◆ **Data extract**
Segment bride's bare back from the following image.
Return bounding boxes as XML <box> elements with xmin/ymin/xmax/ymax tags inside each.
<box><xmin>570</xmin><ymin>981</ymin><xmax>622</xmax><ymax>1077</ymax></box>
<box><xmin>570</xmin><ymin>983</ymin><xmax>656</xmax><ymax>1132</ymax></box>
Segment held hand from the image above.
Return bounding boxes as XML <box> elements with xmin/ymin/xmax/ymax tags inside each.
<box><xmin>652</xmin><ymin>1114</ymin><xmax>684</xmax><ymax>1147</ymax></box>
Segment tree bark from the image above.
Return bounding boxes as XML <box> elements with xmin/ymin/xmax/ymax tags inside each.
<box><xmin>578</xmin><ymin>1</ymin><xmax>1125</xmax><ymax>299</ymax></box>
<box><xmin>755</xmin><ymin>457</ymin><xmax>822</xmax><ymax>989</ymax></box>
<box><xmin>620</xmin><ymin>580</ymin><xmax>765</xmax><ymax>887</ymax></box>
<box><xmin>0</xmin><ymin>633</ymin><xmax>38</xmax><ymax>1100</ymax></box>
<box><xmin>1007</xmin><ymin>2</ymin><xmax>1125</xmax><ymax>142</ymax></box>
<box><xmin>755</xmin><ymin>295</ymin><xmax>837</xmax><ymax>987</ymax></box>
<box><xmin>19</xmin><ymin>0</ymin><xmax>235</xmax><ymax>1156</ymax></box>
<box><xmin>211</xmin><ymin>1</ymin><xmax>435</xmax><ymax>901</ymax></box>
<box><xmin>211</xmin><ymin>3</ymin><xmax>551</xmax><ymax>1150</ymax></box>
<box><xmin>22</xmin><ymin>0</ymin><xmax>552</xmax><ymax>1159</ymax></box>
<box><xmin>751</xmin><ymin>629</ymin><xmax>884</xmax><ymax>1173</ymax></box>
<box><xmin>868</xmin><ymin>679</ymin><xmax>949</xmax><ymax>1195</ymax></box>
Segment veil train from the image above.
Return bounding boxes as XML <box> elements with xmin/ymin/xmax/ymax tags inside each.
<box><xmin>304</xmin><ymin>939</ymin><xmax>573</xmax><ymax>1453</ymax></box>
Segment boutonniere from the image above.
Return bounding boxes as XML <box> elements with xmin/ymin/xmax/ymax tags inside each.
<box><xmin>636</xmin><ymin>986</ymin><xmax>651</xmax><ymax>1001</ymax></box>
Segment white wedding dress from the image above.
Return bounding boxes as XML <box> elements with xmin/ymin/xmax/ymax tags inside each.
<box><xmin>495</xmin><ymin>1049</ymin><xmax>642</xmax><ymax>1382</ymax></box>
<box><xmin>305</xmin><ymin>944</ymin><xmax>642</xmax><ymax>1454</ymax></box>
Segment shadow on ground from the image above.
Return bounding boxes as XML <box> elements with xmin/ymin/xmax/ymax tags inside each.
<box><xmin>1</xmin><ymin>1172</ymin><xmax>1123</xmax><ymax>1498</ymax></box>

◆ **Task**
Tally every line in the listing that holds "above" and answer with the total only.

◆ **Output**
6